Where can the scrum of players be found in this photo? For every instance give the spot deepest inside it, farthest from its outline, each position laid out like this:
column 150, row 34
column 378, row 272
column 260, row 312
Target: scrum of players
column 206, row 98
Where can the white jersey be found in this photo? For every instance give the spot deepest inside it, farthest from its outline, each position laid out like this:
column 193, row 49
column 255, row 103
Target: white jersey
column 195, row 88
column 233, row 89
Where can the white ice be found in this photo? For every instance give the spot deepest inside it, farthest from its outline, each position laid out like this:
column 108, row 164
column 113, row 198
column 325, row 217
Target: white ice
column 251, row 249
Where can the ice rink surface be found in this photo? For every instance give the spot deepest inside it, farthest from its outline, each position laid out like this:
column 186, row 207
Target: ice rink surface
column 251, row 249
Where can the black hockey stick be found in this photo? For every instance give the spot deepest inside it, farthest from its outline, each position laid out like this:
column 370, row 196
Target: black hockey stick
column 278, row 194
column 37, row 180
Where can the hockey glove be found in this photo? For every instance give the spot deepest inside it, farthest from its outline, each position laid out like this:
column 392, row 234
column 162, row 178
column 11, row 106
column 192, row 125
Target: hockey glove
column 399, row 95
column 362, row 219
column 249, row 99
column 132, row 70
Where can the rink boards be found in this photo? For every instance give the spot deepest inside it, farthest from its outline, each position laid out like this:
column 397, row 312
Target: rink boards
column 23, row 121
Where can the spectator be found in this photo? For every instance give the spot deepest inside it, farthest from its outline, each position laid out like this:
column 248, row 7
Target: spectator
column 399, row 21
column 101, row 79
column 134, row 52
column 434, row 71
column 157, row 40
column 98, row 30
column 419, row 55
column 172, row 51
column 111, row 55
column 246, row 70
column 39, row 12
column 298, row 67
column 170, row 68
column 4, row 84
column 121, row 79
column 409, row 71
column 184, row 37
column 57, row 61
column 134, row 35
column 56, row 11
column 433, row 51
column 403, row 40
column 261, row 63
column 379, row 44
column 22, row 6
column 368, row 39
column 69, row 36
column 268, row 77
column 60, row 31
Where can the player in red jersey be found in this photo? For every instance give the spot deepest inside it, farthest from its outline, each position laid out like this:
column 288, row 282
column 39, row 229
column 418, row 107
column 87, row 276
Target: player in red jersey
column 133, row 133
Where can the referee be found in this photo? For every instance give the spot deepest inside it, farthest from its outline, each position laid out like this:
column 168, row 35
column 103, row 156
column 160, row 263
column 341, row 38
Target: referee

━━━━━━━━

ASSIGNED TASK: From the records above, extract exactly and only the lines that begin at the line with "Where can the ice" and stop after the line with "column 192, row 125".

RESPONSE:
Where can the ice rink surface be found in this photo? For every instance give the spot deepest inside it, farthest from its outline, each position laid out like this:
column 186, row 207
Target: ice rink surface
column 251, row 249
Where can the black hockey stick be found in this photo? For every instance give the spot deepest inside it, farthest from its outline, each position laid out like this:
column 370, row 196
Target: black hockey stick
column 278, row 194
column 37, row 180
Where can the hockey glove be found in this photo? For every instance give the spot deepest inside it, farthest from its outline, each position laid out like this:
column 392, row 234
column 162, row 178
column 11, row 106
column 192, row 125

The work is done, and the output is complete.